### AUSGANGSTEXT
Ferien wie noch nie

(The Last Holiday, GB 1950, 84 Minuten, Regie: Henry Cass, Drehbuch: J. B. Priestley)

Der englische Schriftsteller und Journalist, u. a. Autor des Dramas „Ein Inspektor kommt“, John Boynton Priestley, schreibt ein Filmskript und engagiert sich sogar als Co-Produzent, um zum wiederholten Male sein Lieblingsthema, die Relativität von Zeit, zu illustrieren. Beinahe wie ein Spiel mit der Zeit muten ja schon die Lebensdaten Priestleys an: 1894-1984. Für das ambitionierte Filmprojekt wird die Nr. 1 der britischen Mimen verpflichtet: Sir Alec Guinness. Und heraus kommt ein kleines Filmkunstwerk, kurz und gut, bescheiden in seinem Aufwand, ohne große Aktionen und illustre Schauplätze, dafür ergreifend in der hoffnungslos schicksalsergebenen Haltung und Mimik des Protagonisten, des braven Herrn Bird, dessen Endzeit-Gesicht einen noch im Traum verfolgt.

### VORGEGEBENE DATEN
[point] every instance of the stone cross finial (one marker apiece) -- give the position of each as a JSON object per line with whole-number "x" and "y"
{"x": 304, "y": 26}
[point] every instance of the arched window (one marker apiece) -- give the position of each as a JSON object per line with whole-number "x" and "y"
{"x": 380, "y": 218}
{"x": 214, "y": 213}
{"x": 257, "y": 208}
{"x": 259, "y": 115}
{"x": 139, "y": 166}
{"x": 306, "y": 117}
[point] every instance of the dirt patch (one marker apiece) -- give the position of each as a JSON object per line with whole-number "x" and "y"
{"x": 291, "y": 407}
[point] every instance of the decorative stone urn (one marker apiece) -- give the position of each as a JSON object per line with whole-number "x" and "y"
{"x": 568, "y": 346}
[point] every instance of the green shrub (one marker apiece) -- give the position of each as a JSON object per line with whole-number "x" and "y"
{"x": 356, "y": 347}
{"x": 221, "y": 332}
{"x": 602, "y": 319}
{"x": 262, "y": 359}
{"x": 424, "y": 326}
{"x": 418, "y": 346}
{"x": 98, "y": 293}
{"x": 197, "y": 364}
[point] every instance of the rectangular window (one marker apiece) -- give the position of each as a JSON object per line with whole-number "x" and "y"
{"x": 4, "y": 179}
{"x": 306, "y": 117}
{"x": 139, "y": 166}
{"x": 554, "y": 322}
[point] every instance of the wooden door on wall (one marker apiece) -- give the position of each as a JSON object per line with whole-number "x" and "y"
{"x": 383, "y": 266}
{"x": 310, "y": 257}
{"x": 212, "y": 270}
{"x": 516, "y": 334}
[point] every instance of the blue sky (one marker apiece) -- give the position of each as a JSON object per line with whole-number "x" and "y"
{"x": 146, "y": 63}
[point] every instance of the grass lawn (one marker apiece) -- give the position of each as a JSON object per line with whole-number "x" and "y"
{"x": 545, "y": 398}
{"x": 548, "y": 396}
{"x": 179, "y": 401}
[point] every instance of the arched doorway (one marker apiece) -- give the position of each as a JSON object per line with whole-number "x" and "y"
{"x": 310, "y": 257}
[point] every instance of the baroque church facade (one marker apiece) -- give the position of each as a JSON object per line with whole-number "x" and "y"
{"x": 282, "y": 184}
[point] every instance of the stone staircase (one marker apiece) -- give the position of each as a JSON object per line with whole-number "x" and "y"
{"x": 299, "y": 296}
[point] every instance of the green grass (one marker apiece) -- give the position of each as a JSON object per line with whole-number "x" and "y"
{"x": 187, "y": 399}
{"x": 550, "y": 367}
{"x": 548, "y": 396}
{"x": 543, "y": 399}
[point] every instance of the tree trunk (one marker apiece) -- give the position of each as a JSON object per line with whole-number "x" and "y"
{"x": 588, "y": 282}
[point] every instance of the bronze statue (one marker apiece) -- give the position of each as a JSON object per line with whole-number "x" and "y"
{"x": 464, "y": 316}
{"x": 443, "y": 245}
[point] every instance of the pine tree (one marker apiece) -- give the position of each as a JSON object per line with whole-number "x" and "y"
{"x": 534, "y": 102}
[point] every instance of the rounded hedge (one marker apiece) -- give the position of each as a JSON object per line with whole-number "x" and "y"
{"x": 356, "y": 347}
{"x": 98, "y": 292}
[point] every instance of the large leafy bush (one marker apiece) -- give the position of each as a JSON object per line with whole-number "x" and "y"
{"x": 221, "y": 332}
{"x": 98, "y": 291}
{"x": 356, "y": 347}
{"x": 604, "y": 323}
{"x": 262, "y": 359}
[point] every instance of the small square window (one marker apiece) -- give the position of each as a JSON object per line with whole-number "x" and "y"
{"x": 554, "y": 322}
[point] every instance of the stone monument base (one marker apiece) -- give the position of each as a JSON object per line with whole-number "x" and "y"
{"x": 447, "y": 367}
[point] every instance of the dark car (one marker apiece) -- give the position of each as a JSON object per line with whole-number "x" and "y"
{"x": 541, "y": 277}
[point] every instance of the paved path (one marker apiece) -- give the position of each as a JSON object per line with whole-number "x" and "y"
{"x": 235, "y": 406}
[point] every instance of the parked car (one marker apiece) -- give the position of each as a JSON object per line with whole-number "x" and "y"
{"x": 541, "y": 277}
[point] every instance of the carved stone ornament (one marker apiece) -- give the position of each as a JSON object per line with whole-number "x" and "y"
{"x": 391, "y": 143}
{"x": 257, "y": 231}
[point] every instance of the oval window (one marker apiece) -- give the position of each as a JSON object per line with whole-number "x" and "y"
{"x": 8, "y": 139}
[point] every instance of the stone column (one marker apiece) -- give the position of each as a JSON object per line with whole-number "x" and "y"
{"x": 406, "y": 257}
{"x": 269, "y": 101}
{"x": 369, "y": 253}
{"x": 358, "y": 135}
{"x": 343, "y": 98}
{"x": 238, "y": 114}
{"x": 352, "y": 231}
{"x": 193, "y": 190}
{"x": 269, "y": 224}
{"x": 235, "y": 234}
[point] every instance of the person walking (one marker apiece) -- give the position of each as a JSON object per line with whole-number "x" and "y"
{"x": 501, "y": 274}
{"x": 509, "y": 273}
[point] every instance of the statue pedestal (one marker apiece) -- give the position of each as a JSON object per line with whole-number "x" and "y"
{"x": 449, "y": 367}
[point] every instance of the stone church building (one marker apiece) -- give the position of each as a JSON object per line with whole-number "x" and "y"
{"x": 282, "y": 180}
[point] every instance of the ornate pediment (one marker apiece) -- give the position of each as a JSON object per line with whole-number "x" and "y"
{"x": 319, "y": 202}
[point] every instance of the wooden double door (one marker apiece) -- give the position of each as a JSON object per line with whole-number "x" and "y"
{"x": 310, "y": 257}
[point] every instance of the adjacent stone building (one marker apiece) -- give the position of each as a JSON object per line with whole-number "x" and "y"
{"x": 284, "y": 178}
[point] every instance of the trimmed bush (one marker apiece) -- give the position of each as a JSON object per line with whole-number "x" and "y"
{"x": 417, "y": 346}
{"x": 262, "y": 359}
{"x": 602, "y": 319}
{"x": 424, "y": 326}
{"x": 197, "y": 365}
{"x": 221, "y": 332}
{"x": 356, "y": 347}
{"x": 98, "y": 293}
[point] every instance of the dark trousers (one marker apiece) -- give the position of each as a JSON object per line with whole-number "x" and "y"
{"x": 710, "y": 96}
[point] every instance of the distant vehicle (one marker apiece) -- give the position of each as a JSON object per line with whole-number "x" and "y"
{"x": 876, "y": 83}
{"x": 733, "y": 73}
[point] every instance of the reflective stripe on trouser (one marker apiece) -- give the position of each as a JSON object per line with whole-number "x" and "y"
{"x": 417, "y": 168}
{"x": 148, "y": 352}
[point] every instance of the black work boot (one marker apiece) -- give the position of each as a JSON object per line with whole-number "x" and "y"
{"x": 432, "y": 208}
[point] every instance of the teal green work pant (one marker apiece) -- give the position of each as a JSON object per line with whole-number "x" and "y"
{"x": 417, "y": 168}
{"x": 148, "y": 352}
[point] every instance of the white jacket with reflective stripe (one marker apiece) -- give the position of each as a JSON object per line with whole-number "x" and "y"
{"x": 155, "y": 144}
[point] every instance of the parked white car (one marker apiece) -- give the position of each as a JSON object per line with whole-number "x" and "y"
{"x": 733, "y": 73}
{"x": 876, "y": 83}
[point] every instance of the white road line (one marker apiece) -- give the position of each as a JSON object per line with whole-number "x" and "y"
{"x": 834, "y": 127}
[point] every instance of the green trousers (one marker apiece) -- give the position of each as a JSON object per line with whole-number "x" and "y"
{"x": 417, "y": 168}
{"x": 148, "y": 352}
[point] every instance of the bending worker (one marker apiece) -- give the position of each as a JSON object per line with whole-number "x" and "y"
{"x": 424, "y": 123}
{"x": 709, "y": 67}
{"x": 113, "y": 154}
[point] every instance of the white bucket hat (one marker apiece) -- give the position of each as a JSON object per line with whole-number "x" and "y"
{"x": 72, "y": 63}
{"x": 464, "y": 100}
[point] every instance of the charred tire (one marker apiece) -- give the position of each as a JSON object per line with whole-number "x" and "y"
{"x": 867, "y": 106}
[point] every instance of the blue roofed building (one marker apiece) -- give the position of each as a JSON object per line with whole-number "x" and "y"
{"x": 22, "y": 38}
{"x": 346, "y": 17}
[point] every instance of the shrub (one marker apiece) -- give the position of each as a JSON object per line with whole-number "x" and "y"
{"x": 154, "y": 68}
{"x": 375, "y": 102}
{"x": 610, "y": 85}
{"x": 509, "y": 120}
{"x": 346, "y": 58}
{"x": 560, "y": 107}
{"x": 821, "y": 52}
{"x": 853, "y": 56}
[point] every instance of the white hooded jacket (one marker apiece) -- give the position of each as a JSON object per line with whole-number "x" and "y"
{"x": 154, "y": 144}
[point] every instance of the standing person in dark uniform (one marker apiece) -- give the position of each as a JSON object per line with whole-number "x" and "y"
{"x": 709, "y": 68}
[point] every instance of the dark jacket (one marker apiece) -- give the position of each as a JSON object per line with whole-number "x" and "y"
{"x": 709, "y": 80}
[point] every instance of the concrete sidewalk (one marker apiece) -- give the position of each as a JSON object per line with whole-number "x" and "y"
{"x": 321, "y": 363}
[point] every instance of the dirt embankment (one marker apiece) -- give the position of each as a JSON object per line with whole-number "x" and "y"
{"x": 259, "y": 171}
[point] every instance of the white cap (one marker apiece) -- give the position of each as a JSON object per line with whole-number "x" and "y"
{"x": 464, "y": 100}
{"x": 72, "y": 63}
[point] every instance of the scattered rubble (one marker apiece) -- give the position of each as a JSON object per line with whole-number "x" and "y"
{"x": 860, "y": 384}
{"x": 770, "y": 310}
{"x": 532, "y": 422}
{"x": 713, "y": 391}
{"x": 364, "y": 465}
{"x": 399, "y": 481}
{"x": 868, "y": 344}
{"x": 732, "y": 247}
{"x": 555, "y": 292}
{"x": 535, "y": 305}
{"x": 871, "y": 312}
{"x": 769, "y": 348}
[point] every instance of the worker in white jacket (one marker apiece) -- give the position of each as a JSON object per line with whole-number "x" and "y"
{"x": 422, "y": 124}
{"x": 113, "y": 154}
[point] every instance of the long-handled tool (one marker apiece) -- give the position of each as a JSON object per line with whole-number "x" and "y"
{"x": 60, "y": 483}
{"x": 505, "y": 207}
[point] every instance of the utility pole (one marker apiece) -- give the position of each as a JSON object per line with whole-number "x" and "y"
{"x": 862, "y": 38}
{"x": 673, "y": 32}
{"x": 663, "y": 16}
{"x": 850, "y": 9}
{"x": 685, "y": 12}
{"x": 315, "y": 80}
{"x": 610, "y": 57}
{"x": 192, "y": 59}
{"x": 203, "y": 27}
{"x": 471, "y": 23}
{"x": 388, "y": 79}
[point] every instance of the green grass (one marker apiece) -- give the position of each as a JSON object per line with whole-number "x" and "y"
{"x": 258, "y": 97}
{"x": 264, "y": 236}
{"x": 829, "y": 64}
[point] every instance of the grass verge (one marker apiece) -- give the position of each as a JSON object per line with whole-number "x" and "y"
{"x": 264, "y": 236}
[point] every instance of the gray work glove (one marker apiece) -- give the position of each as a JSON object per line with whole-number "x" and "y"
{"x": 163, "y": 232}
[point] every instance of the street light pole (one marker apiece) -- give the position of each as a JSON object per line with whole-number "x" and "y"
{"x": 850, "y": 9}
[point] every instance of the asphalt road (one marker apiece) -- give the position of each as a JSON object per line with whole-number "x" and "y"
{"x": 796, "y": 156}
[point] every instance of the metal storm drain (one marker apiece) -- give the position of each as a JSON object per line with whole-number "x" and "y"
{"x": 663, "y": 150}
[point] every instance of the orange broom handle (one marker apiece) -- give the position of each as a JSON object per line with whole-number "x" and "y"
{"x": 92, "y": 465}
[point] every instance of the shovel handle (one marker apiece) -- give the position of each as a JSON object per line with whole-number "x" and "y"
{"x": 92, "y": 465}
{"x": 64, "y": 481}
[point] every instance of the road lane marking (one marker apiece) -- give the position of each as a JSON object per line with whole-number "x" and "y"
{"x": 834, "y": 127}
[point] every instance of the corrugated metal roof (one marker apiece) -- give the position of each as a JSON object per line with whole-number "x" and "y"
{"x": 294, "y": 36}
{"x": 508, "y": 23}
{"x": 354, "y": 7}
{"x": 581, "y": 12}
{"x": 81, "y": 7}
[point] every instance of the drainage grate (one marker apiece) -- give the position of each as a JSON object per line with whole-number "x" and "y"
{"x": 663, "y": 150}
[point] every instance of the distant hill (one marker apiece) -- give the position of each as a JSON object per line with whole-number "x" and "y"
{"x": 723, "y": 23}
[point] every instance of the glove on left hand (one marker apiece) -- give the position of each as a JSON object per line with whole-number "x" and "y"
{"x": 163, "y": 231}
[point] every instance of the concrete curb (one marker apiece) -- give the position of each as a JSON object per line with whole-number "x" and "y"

### AUFGABENSTELLUNG
Schreiben Sie die Filmbesprechung zu „Ferien wie noch nie“ vollständig und wortgetreu ab. Die Daten spielen hierfür keine Rolle.

### ANTWORTFELD
Ferien wie noch nie

(The Last Holiday, GB 1950, 84 Minuten, Regie: Henry Cass, Drehbuch: J. B. Priestley)

Der englische Schriftsteller und Journalist, u. a. Autor des Dramas „Ein Inspektor kommt“, John Boynton Priestley, schreibt ein Filmskript und engagiert sich sogar als Co-Produzent, um zum wiederholten Male sein Lieblingsthema, die Relativität von Zeit, zu illustrieren. Beinahe wie ein Spiel mit der Zeit muten ja schon die Lebensdaten Priestleys an: 1894-1984. Für das ambitionierte Filmprojekt wird die Nr. 1 der britischen Mimen verpflichtet: Sir Alec Guinness. Und heraus kommt ein kleines Filmkunstwerk, kurz und gut, bescheiden in seinem Aufwand, ohne große Aktionen und illustre Schauplätze, dafür ergreifend in der hoffnungslos schicksalsergebenen Haltung und Mimik des Protagonisten, des braven Herrn Bird, dessen Endzeit-Gesicht einen noch im Traum verfolgt.